Document:

Moz Q&A is closed.
After more than 13 years, and tens of thousands of questions, Moz Q&A closed on 12th December 2024. Whilst we’re not completely removing the content - many posts will still be possible to view - we have locked both new posts and new replies. More details here.
Does collapsing content impact Google SEO signals?
-
Recently I have been promoting custom long form content development for major brand clients. For UX reasons we collapse the content so only 2-3 sentences of the first paragraph are visible. However there is a "read more" link that expands the entire content piece.
I have believed that the searchbots would have no problem crawling, indexing and applying a positive SEO signal for this content. However I'm starting to wonder. Is there any evidence that the Google search algorithm could possible discount or even ignore collapsed content? -
Thanks EGOL. Still looking for additional evidence about this.
-
well.. yup. I know many SEOs that do think that the collapsable are is just not important enough for google to consider it

good luck
-
If I see a study, I'll post a link here.

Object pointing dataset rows
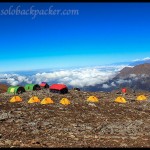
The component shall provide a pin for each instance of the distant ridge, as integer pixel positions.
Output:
(137, 70)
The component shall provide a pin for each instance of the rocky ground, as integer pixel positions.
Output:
(80, 124)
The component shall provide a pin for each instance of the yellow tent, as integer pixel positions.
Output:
(120, 100)
(92, 99)
(64, 101)
(141, 98)
(47, 100)
(15, 99)
(34, 99)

Brief 1: Can you sum up the Moz Q&A thread in two sentences?
Brief 2: Could you reproduce the part of the Moz Q&A thread that opens with the words containing "Moz Q&A is closed." and closes with "Google SEO signals?"?
The material has nothing to do with the Moz Q&A thread.

Result 1: Moz Q&A closed on 12th December 2024 after more than 13 years, locking new posts and replies while leaving many posts viewable. In one thread, a poster who collapses long-form brand content behind a "read more" link asks whether Google might discount or ignore collapsed content, and a reply says many SEOs think the collapsible area is not important enough for Google to consider.

Result 2:
Moz Q&A is closed.
After more than 13 years, and tens of thousands of questions, Moz Q&A closed on 12th December 2024. Whilst we’re not completely removing the content - many posts will still be possible to view - we have locked both new posts and new replies. More details here.
Does collapsing content impact Google SEO signals?